What to produce:
Repeat each line of the rows, starting at the first one and stopping after the line that contains "[[156, 64]]". Keep every line as it is, but add -129 to each point coordinate in the answers.

■ ■ ■ ■

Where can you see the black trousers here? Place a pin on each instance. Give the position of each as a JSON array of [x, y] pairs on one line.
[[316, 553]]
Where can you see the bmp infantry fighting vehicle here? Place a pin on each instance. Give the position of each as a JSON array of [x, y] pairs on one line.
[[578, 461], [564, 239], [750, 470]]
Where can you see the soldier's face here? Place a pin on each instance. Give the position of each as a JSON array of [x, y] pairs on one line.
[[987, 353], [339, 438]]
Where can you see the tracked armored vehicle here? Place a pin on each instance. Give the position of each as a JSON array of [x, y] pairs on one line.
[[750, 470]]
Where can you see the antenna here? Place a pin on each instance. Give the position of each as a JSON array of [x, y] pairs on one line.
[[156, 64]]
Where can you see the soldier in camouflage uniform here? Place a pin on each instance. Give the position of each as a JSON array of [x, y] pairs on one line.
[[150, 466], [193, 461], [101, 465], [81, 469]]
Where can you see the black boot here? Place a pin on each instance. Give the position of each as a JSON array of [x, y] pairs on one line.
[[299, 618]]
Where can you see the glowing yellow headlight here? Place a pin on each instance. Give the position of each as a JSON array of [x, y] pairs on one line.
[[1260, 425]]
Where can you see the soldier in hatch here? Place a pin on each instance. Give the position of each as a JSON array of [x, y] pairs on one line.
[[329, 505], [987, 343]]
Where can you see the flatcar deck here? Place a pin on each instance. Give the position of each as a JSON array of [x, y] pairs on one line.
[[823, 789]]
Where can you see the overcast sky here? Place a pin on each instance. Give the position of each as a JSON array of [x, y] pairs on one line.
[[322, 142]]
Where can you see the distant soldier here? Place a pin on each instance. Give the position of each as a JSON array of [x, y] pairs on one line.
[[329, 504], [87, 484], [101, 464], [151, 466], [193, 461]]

■ ■ ■ ■

Correct answer:
Where can you see the black trousers here? Place a pin on each instance. Give the position of each as a JSON array of [x, y] pairs on one line.
[[187, 424]]
Where can you see the bmp infantry fighting vehicle here? Place a pin on each instance. Give the position of each as a JSON array of [x, y] pairs on one line.
[[449, 332], [435, 110], [621, 341]]
Where can you see the soldier's face here? Place a pin on each instance. Give the position of each as a JSON array of [x, y] pairs on one line.
[[858, 224], [210, 309]]
Where can you see the tracked armored vehicle here? Place a pin on each instance. Give the position of each as a JSON array of [x, y] pairs on one line.
[[621, 341]]
Where can you see the antenna here? Place a pin on each instance. Give the position of each as a JSON array of [x, y] pairs on one line.
[[27, -65]]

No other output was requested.